Goal -> Copy the items from the line containing "Expected: one point per instance of the raised hand, with" through the line containing "[[486, 385], [949, 230], [1053, 706]]" with no changes.

Provided data ->

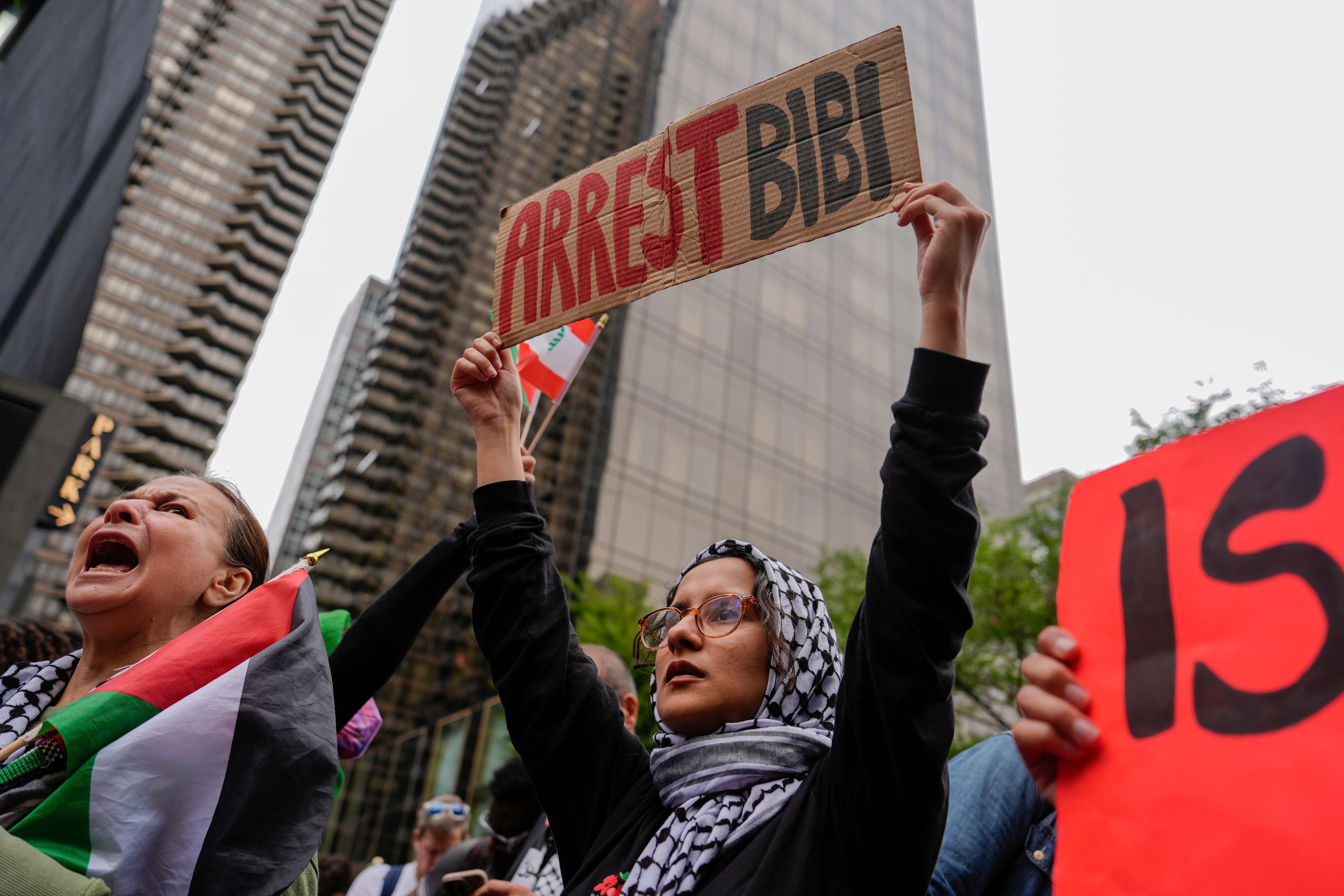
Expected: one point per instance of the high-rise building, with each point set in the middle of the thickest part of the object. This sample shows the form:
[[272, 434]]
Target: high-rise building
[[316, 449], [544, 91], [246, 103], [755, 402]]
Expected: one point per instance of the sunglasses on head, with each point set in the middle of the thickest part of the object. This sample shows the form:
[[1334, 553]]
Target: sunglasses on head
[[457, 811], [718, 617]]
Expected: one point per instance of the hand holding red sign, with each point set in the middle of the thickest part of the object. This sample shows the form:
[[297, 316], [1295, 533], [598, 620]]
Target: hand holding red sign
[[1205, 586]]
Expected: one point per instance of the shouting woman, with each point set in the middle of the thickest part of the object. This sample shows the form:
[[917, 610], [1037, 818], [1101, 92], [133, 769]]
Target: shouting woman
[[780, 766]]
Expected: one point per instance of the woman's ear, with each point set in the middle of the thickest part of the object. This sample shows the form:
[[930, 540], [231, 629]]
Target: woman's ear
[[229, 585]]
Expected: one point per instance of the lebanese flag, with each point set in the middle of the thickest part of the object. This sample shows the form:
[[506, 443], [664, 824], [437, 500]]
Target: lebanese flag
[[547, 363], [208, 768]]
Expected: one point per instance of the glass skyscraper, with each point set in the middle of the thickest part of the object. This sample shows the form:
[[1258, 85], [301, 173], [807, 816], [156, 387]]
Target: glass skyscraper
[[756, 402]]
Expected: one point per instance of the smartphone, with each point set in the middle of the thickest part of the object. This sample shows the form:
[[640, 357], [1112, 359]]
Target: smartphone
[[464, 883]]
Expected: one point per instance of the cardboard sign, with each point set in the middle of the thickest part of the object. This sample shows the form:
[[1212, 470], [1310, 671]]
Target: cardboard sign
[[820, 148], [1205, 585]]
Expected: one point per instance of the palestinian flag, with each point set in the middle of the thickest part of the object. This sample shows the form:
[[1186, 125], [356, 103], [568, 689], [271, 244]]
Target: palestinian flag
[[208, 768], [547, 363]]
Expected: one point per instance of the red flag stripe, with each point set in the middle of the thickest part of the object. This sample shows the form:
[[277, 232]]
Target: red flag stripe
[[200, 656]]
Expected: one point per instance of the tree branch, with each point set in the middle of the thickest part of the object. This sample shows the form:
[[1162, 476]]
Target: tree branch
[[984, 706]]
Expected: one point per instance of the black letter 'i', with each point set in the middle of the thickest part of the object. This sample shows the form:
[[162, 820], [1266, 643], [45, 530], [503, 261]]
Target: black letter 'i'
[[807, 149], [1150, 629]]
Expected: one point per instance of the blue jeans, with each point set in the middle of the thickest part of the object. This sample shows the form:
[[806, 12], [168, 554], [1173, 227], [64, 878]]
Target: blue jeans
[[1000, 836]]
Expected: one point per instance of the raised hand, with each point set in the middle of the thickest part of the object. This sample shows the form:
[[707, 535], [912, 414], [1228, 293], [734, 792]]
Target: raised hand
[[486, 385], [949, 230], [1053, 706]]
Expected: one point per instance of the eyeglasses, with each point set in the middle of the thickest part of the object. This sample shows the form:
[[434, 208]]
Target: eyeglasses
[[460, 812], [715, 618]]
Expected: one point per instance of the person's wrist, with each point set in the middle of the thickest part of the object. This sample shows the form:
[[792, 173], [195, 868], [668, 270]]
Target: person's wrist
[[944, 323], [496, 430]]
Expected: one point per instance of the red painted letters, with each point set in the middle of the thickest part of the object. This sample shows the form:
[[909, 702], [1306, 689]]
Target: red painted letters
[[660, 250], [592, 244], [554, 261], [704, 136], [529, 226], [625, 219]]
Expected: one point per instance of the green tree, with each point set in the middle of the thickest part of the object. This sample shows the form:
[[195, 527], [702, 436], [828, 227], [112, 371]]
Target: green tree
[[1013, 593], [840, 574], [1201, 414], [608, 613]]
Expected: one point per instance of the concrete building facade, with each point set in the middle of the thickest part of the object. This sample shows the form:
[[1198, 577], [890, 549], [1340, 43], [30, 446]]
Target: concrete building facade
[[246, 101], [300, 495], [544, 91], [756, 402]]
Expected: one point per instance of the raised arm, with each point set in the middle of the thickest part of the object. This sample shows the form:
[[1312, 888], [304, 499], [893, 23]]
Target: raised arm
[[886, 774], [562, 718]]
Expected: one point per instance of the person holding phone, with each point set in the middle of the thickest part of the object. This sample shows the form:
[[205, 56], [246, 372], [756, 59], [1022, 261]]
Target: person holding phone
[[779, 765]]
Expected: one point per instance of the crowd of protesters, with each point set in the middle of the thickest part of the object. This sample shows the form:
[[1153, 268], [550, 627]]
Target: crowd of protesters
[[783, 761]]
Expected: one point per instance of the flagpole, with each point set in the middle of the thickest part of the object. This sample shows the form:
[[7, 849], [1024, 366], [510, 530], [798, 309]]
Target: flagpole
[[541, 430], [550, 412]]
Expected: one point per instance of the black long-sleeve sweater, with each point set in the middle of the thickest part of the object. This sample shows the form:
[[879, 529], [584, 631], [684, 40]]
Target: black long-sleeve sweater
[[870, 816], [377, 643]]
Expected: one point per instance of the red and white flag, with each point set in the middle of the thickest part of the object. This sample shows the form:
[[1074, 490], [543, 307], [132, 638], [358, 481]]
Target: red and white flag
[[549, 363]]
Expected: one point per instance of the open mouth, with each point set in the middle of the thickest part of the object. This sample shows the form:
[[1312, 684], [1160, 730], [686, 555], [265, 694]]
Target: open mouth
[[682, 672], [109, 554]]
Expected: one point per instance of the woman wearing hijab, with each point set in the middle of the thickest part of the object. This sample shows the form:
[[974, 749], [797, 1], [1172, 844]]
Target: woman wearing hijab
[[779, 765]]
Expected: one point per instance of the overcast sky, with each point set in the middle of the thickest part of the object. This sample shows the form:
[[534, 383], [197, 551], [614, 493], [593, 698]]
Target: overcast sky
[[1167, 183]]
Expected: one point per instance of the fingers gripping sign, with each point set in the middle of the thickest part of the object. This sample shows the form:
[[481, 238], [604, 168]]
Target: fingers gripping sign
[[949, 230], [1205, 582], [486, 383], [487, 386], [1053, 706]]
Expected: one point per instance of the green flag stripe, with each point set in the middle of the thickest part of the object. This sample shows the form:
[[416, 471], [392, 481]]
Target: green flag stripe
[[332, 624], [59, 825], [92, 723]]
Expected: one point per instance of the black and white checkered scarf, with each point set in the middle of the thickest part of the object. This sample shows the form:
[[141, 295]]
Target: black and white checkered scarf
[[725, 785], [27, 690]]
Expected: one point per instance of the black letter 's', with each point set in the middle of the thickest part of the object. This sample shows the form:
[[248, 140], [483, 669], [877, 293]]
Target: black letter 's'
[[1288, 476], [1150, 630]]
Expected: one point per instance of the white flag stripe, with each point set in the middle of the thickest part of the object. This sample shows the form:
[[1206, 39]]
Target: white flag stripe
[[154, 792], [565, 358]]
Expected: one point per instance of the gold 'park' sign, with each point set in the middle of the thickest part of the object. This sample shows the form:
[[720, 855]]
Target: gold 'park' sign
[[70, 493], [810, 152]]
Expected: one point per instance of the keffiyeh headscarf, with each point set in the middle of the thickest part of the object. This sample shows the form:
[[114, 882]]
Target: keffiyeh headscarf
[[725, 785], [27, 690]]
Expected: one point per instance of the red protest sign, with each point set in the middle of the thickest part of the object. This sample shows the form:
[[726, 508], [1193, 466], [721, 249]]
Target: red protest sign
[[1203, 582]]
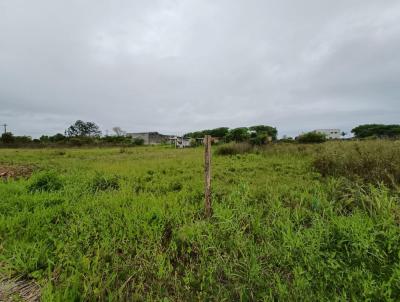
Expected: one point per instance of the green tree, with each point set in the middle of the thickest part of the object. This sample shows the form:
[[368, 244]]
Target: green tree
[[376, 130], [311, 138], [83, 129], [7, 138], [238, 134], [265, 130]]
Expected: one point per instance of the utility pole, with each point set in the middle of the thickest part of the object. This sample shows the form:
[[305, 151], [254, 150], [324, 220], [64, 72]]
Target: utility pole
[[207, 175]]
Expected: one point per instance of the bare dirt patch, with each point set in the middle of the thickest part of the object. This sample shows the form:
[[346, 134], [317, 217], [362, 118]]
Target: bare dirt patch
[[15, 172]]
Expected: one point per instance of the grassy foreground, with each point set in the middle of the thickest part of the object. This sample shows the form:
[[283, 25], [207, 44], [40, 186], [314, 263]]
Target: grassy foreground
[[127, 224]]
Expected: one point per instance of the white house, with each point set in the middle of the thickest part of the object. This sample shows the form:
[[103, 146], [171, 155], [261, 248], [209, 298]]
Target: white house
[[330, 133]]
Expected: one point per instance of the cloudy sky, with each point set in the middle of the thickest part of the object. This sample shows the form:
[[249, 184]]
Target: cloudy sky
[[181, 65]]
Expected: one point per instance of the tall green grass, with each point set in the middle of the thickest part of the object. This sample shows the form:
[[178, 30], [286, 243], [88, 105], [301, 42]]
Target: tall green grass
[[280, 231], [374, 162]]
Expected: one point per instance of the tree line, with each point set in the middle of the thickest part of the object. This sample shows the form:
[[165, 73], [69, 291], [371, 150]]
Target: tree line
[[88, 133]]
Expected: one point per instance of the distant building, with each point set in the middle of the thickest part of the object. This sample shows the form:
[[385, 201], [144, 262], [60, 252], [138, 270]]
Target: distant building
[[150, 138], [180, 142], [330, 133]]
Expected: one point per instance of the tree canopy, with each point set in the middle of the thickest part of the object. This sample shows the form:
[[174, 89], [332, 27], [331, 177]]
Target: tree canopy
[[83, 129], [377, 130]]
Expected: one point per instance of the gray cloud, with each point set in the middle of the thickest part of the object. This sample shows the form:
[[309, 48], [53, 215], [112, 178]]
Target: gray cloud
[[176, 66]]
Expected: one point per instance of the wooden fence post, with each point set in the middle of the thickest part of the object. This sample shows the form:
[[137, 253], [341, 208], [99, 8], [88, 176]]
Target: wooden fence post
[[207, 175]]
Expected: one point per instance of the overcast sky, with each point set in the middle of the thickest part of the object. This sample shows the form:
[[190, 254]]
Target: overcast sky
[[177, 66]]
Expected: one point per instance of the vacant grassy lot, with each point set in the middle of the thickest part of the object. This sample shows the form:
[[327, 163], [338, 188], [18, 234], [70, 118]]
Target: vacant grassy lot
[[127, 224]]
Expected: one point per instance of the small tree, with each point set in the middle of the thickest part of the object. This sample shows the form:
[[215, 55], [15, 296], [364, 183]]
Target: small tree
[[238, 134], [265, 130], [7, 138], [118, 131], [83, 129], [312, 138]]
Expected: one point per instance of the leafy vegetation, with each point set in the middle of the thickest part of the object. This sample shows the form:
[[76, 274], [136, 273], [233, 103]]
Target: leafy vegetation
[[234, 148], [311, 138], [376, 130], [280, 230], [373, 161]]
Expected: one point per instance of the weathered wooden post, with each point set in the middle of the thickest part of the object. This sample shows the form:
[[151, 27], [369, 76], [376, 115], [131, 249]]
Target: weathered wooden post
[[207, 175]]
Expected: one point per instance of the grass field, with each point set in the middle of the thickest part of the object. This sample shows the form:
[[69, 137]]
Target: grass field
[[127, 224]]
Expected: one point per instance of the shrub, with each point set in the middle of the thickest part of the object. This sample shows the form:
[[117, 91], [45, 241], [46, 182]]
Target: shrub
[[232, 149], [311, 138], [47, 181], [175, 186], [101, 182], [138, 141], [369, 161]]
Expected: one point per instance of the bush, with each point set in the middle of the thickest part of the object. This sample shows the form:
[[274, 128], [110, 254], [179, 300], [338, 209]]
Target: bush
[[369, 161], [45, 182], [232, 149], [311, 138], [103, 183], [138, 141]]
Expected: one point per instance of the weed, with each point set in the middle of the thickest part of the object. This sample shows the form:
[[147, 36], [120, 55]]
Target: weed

Written solution ->
Expected: one point per instance of the raised hand, with each point set in the middle of the thickest part of the object. This sample shows the form:
[[707, 535], [912, 414], [1228, 293], [734, 792]]
Target: raised hand
[[486, 385], [949, 230], [1053, 706]]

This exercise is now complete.